◆ SET TASK
Put the rows below into a numbered list, leaving out blank lines. Begin at the line that has "Expected: for every instance of the tree shadow" and stop after the last row.
---------------
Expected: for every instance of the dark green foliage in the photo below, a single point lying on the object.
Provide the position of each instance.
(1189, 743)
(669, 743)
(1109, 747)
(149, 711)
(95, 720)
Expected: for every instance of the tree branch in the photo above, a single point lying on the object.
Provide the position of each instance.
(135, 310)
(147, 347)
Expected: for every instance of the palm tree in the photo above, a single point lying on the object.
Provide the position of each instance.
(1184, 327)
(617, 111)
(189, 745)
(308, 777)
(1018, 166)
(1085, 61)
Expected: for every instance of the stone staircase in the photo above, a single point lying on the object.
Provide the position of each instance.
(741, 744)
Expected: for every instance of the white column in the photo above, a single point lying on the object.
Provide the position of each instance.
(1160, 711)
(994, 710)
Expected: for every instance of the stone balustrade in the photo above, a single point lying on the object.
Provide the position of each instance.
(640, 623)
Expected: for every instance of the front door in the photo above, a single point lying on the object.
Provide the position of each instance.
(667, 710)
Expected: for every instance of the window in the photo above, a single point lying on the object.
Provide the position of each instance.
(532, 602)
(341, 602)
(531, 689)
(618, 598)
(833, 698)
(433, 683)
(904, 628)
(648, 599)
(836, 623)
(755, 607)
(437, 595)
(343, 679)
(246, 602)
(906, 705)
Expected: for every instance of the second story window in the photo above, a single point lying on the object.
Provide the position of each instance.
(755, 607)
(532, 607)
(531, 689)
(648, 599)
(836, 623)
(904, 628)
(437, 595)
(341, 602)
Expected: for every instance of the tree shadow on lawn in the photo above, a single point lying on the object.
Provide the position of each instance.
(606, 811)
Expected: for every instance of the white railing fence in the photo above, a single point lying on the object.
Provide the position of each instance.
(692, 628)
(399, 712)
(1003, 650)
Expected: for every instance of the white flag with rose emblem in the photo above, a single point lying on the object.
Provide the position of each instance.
---------------
◆ SOLUTION TO THIS EXERCISE
1. Expected: for every instance of the tree shadow on lawn in the photo above, a single point lying on the object.
2. Provide the position of each instance.
3. (606, 811)
4. Expected: for every instance of the white railing fence in the photo above, a single point lying on the object.
5. Provide the position of each instance.
6. (692, 628)
7. (399, 712)
8. (1003, 650)
9. Expected: for every instance of the white flag with rose emblem in the photo above, a single point lying on the object.
10. Provide the position of each instance.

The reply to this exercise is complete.